Records
═══

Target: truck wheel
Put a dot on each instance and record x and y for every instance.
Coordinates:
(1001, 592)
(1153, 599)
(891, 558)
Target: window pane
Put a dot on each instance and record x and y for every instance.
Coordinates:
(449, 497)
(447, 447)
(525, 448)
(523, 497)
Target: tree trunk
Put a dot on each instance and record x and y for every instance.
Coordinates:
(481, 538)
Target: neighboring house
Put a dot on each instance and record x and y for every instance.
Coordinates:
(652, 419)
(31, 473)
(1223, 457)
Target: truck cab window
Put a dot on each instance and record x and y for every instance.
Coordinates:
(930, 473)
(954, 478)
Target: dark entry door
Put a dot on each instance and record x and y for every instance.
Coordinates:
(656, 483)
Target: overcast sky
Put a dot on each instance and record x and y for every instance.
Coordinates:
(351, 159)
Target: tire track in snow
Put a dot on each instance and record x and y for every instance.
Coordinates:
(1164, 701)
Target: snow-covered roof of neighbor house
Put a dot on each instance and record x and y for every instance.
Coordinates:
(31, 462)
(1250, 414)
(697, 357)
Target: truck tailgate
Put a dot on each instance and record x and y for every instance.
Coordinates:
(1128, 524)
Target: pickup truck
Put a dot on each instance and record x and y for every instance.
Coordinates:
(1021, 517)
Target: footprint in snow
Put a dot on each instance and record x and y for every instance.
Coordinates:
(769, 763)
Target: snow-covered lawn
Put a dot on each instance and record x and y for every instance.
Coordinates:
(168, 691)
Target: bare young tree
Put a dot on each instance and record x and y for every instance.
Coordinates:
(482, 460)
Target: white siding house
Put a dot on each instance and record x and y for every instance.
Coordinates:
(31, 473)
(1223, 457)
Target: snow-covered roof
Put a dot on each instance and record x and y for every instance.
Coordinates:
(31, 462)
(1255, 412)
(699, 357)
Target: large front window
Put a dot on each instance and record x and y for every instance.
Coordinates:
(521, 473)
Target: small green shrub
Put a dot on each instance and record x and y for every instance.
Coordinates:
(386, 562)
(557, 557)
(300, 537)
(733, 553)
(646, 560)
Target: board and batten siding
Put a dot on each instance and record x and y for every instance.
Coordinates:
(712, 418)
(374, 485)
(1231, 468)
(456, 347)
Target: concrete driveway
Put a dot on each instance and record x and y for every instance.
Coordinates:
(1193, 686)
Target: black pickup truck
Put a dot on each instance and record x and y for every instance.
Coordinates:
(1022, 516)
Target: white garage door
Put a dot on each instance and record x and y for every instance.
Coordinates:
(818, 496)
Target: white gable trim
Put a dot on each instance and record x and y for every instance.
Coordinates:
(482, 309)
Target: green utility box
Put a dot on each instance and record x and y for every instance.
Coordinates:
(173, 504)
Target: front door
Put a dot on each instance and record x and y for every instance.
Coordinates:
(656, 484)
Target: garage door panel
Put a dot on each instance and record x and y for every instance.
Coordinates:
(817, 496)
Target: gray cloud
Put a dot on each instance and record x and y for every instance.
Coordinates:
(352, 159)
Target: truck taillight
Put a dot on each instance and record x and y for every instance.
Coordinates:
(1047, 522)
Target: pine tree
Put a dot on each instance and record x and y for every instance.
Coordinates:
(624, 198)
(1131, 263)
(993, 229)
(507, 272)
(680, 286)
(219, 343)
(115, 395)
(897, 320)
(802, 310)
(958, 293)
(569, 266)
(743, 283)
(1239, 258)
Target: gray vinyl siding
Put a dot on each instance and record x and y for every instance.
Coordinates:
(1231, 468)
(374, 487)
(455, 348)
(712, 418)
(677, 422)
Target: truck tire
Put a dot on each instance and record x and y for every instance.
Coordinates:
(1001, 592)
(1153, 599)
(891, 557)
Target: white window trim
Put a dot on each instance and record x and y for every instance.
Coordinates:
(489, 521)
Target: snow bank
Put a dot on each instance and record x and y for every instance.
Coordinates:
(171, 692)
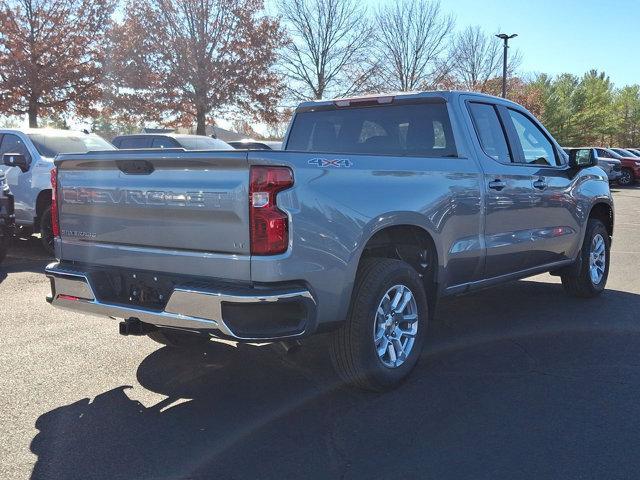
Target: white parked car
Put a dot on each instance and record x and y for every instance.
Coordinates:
(27, 160)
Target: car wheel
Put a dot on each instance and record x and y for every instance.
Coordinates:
(626, 178)
(589, 277)
(383, 336)
(5, 241)
(46, 231)
(178, 339)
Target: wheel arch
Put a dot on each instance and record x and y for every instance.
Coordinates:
(410, 242)
(604, 212)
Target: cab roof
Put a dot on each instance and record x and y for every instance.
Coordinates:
(390, 97)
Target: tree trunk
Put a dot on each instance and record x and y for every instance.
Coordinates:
(201, 121)
(33, 115)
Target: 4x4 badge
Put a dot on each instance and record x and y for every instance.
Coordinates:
(331, 162)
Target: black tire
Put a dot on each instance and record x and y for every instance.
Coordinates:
(4, 246)
(626, 178)
(352, 347)
(577, 280)
(46, 231)
(177, 339)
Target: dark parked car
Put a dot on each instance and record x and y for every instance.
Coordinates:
(630, 165)
(256, 145)
(169, 140)
(611, 166)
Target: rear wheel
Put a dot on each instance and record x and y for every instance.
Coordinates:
(626, 178)
(46, 231)
(590, 278)
(383, 336)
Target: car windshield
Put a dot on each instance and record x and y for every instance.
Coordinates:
(195, 142)
(50, 145)
(623, 152)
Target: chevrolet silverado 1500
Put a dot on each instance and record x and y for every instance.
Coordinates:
(376, 207)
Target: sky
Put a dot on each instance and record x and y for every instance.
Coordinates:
(557, 36)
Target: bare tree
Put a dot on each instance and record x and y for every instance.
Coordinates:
(190, 59)
(411, 43)
(477, 58)
(327, 53)
(52, 54)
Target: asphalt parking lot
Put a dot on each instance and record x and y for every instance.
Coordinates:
(519, 381)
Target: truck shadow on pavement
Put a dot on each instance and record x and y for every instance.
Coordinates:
(516, 382)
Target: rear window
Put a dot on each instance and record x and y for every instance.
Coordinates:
(133, 142)
(50, 145)
(415, 130)
(194, 142)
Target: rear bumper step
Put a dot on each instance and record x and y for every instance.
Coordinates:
(242, 314)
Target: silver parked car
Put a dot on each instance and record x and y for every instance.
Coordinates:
(27, 160)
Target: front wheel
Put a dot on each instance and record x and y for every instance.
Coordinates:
(46, 231)
(626, 178)
(383, 336)
(589, 277)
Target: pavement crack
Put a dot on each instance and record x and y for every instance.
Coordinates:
(533, 361)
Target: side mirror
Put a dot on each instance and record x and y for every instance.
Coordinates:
(582, 158)
(16, 160)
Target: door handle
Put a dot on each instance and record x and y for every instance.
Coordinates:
(497, 184)
(540, 184)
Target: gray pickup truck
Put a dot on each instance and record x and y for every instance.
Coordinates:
(376, 207)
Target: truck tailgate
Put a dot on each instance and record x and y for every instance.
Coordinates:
(182, 212)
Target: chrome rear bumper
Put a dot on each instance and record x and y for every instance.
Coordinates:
(187, 308)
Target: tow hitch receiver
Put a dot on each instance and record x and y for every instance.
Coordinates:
(133, 326)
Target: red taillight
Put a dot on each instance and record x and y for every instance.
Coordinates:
(55, 226)
(269, 224)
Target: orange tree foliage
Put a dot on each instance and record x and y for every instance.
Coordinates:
(180, 62)
(51, 56)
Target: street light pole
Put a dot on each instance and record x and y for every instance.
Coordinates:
(505, 38)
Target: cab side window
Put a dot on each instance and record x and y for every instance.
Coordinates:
(537, 149)
(13, 144)
(490, 132)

═══

(EXERCISE) Reproduce every record above exactly, omitting the pictures.

(IN RESPONSE)
Target: truck wheel
Put a dot on each instance and record x and y for every instance.
Coordinates:
(1001, 592)
(1153, 599)
(891, 558)
Target: window pane
Put a dot on each instance and record x and y for every instance.
Coordinates:
(449, 497)
(447, 447)
(525, 448)
(523, 497)
Target: tree trunk
Put a dot on each instance and record x and y for every instance.
Coordinates:
(481, 538)
Target: neighboring house
Put a dot on each instance and record x and y for every instance.
Coordinates:
(652, 419)
(31, 473)
(1223, 457)
Target: truck cab window
Put a dot on each instance and record x and y for every instance.
Coordinates:
(930, 473)
(954, 478)
Target: dark entry door
Put a dot on each instance and record x and y for every instance.
Coordinates:
(656, 483)
Target: overcast sky
Put a dot on each instance and record x and y for every instance.
Coordinates:
(351, 159)
Target: tire track in snow
Put a dot on each instance and record x and y for every instance.
Coordinates:
(1164, 701)
Target: snow-covered roof of neighbor house
Put a dot on each instance and record x and y for every instance.
Coordinates:
(31, 462)
(1250, 414)
(697, 357)
Target: truck tailgate
Put a dot on each instance and record x and y for every instance.
Coordinates:
(1128, 524)
Target: pickup truck
Put a dot on each instance and record x and y for every instance.
Coordinates:
(1021, 517)
Target: footprint in snow
Put a dot on each instance and record x and y for every instance.
Coordinates:
(769, 763)
Target: snow-covered lawn
Put a dot on each instance and record x and y for every instance.
Coordinates:
(168, 691)
Target: bare young tree
Put a dot on each instance and record x and y for every instance.
Coordinates:
(482, 460)
Target: white siding house
Put a dot on each instance and record x and y for every instance.
Coordinates:
(31, 473)
(1223, 457)
Target: snow-covered roof
Put a dot on each instance and record x and y for every instance.
Coordinates:
(31, 462)
(1255, 412)
(699, 357)
Target: large front window
Put a dot on each instance and record x and y for every instance.
Coordinates:
(521, 473)
Target: small green shrub
Put a dot on each instance and record x and y for every instance.
Coordinates:
(386, 562)
(557, 557)
(300, 537)
(733, 553)
(646, 560)
Target: board and batten siding
Put a dot on each instance and record x and y for every instance.
Coordinates:
(712, 418)
(374, 485)
(1231, 468)
(456, 347)
Target: concrete driveway
Put a dot on each instance and record x and y for every instance.
Coordinates:
(1193, 686)
Target: black pickup truck
Put a dot on each instance and record x and y for every instance.
Coordinates:
(1022, 516)
Target: white garage door
Put a dot on each instance and record x and y for every instance.
Coordinates:
(818, 496)
Target: white gable trim
Put a dot on each instance and record x and y for every instance.
Coordinates:
(482, 309)
Target: green utility box
Put a dot on each instance and record x and y for every instance.
Coordinates:
(173, 504)
Target: front door
Put a dot on each instance and record x and y for every instance.
Coordinates:
(656, 484)
Target: garage door panel
Put a dot on each instance and record x and y for every instance.
Coordinates:
(817, 496)
Target: gray cloud
Put a dot on each instance and record x and y for every instance.
Coordinates:
(352, 159)
Target: truck taillight
Put a dot on each instance and record x and y for every instance.
Coordinates:
(1047, 522)
Target: pine tree
Put a dot on each instance and record x and y for every instance.
Coordinates:
(624, 198)
(1131, 263)
(993, 229)
(507, 272)
(680, 286)
(219, 343)
(115, 395)
(897, 320)
(802, 310)
(958, 293)
(569, 266)
(743, 283)
(1239, 258)
Target: gray vinyl siding
Put a dot on each instance and record x and y for every instance.
Coordinates:
(1231, 468)
(374, 487)
(455, 348)
(712, 418)
(677, 422)
Target: truck tire
Put a dot on each instance and record x and y for every instance.
Coordinates:
(1001, 592)
(1153, 599)
(891, 557)
Target: white window trim
Put a dot on each instance and record x and y for every instance.
Coordinates:
(489, 521)
Target: snow bank
Put a dot on each instance and record x and y for every instance.
Coordinates:
(171, 692)
Target: white parked car
Put a dot on each instance and record x and y for every instance.
Coordinates:
(27, 160)
Target: car wheel
Put a dot on each instance and record x and y for every instance.
Coordinates:
(626, 178)
(589, 277)
(383, 336)
(5, 241)
(46, 231)
(178, 339)
Target: wheel arch
Put a dot on each instance and record x and y for every instance.
Coordinates:
(410, 242)
(604, 212)
Target: cab roof
Put a dot on each instance and record x and y for every instance.
Coordinates:
(390, 97)
Target: tree trunk
Put a dot on each instance and record x and y for every instance.
Coordinates:
(201, 121)
(33, 115)
Target: 4x4 badge
Put a dot on each instance and record x and y for every instance.
Coordinates:
(331, 162)
Target: black tire
Put a dot on each instance and record x and y for every instance.
Coordinates:
(4, 246)
(626, 178)
(352, 347)
(577, 280)
(46, 231)
(177, 339)
Target: dark parked car
Put a dot on each instance and record x and y for every instance.
Coordinates:
(630, 165)
(256, 145)
(169, 140)
(611, 166)
Target: rear wheel
Put a dot on each instance and record x and y for every instance.
Coordinates:
(626, 178)
(46, 231)
(590, 278)
(383, 336)
Target: car windshield
Put a dot on each instance and record x and y for every instance.
Coordinates:
(195, 142)
(50, 145)
(623, 152)
Target: chevrolet silverado 1500
Put a dot on each instance and record x and y for every instance.
Coordinates:
(376, 207)
Target: sky
Put a dot on each instance and record x and y for every instance.
Coordinates:
(557, 36)
Target: bare tree
Put a dot on each instance and record x and y for every instance.
Coordinates:
(190, 59)
(411, 43)
(477, 58)
(327, 53)
(52, 54)
Target: asphalt parking lot
Put a dot on each instance and record x and y for every instance.
Coordinates:
(519, 381)
Target: truck shadow on pavement
Put a dot on each instance and record x and y for every instance.
Coordinates:
(516, 382)
Target: rear window
Put a dot on each instance and record x and y for every instance.
Coordinates:
(133, 142)
(50, 145)
(415, 130)
(194, 142)
Target: rear bumper step
Put a dot on each instance and record x and y for every instance.
Coordinates:
(242, 314)
Target: silver parked car
Put a dot on each instance and record x and y for every instance.
Coordinates:
(27, 160)
Target: front wheel
Put a dot on each instance and record x and y for every instance.
Coordinates:
(46, 231)
(626, 178)
(383, 336)
(589, 277)
Target: pavement crack
Put a dot on each instance and record x and y for every instance.
Coordinates:
(533, 361)
Target: side mirror
Put a dot on each instance and record x and y for every instance.
Coordinates:
(582, 158)
(16, 160)
Target: door handle
Put a dot on each instance and record x and y for every instance.
Coordinates:
(497, 184)
(540, 184)
Target: gray pickup truck
Put a dot on each instance and record x and y for every instance.
Coordinates:
(376, 207)
Target: truck tailgate
Put a dot on each instance and record x and y for every instance.
Coordinates:
(182, 212)
Target: chrome rear bumper
Put a dot on each instance and record x and y for every instance.
Coordinates:
(187, 308)
Target: tow hitch receiver
Put a dot on each instance and record x and y for every instance.
Coordinates:
(133, 326)
Target: red taillight
Put a dot on each instance and record x and y for every instance.
Coordinates:
(55, 226)
(269, 224)
Target: orange tree foliage
Put a dot on each instance and record x and y for every instance.
Coordinates:
(180, 62)
(51, 56)
Target: street light pole
Put a dot on each instance and record x and y for every instance.
Coordinates:
(505, 38)
Target: cab side window
Put a dot on each instance and record x and y for every instance.
Coordinates:
(537, 149)
(13, 144)
(490, 132)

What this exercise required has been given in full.